REQUIREMENT: In the data below, how many lines include the string "logo"? Give only the number.

● ● ● ● ●

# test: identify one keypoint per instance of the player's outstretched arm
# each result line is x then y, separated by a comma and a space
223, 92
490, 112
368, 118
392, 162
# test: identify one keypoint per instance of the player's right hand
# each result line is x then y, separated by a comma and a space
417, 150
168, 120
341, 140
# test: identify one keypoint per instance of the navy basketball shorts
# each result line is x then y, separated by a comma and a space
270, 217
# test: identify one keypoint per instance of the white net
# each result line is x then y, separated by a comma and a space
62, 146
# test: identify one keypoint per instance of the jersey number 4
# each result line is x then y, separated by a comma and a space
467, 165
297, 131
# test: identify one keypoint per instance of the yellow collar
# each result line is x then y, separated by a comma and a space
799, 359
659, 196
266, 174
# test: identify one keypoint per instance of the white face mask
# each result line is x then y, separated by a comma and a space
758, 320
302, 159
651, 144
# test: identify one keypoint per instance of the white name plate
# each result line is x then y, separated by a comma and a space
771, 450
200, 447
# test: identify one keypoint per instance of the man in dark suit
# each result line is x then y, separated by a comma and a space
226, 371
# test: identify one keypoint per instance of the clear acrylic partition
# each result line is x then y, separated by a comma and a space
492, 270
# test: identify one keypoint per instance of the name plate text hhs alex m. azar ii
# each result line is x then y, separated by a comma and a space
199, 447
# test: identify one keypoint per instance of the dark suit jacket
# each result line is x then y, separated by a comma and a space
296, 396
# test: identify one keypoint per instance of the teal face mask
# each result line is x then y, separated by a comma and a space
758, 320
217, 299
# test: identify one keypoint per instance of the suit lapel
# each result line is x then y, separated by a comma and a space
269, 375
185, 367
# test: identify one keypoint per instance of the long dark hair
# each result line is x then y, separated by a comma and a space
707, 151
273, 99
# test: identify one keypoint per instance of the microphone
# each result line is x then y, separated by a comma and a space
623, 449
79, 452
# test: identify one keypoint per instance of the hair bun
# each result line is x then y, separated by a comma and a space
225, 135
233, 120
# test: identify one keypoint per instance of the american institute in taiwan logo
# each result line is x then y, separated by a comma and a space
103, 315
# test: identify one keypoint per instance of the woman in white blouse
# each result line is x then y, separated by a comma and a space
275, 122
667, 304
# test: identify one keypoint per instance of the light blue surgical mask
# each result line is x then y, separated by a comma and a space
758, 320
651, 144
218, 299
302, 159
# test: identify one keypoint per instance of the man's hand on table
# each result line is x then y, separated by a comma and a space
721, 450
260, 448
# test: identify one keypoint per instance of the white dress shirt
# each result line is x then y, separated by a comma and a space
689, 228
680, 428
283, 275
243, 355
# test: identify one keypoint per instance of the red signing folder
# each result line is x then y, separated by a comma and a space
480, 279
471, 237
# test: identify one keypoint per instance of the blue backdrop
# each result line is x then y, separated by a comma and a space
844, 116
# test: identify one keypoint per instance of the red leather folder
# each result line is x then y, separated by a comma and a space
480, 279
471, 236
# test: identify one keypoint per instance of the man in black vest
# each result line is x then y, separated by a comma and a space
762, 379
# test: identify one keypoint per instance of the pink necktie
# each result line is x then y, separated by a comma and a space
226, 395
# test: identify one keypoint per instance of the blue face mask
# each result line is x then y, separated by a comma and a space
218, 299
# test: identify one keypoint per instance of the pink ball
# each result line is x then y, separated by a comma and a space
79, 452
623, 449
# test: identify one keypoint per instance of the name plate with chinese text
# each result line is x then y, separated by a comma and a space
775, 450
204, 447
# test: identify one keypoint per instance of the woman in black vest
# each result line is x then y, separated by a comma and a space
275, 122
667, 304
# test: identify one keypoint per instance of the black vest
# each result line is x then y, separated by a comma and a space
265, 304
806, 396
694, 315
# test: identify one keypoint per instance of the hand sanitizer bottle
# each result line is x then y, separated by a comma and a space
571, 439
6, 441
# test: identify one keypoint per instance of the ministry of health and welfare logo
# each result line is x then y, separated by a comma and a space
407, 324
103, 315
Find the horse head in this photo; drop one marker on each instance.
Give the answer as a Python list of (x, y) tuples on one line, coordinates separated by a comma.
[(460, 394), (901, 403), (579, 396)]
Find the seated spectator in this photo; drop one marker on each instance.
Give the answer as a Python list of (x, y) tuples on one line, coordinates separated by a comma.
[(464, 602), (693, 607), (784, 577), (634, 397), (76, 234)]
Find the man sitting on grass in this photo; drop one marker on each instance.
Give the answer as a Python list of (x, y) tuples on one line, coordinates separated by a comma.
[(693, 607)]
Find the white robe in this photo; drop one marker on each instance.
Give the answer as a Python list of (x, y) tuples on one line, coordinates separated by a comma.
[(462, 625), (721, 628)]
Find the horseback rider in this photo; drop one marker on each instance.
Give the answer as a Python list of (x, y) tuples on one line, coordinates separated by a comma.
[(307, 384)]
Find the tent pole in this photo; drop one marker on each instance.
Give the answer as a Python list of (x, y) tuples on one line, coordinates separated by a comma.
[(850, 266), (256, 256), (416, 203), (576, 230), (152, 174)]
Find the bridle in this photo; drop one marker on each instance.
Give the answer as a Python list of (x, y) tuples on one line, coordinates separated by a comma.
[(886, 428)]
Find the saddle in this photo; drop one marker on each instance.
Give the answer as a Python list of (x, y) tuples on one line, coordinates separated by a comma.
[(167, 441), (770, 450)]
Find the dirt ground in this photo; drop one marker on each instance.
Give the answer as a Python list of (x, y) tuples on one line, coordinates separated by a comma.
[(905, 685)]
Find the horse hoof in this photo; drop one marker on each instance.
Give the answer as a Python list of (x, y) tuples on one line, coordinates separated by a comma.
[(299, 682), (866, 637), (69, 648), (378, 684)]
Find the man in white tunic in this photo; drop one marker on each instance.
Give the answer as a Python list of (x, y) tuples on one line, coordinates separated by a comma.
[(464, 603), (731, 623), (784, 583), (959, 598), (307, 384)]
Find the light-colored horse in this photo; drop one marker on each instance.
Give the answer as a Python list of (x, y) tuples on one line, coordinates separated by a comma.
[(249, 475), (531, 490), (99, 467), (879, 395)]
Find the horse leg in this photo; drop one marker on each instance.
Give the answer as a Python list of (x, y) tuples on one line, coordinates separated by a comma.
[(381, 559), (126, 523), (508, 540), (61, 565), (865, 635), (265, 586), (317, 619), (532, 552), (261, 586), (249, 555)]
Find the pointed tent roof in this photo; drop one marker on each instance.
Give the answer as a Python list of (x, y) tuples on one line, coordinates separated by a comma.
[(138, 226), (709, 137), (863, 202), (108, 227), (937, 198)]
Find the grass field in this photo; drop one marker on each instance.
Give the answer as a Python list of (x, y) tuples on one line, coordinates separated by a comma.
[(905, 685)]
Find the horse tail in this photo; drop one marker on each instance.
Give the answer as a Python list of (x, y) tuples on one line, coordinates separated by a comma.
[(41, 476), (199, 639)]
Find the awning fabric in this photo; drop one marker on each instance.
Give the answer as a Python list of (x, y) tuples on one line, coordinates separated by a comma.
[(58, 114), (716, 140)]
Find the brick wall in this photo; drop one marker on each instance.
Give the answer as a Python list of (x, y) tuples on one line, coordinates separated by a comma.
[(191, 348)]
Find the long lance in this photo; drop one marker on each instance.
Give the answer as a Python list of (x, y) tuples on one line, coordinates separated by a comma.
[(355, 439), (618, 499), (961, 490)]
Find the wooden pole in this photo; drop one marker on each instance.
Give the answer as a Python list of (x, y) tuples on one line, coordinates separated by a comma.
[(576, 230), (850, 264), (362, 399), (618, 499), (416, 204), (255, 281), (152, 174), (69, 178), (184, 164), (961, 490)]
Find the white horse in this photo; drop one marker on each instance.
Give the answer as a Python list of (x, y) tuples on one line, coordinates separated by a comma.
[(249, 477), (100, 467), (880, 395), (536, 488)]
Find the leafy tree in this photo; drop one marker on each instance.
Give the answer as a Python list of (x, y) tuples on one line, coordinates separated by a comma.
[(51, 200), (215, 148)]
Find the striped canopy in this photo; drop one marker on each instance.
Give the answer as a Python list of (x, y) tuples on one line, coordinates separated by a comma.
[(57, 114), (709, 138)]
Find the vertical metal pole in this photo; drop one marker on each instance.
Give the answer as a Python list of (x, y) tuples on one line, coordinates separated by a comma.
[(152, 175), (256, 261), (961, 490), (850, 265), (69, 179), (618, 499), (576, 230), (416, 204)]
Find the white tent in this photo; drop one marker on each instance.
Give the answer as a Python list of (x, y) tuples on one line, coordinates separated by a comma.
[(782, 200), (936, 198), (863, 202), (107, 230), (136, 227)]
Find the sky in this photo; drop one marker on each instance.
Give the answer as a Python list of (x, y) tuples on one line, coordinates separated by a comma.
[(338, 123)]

● ● ● ● ●

RESPONSE AREA: 2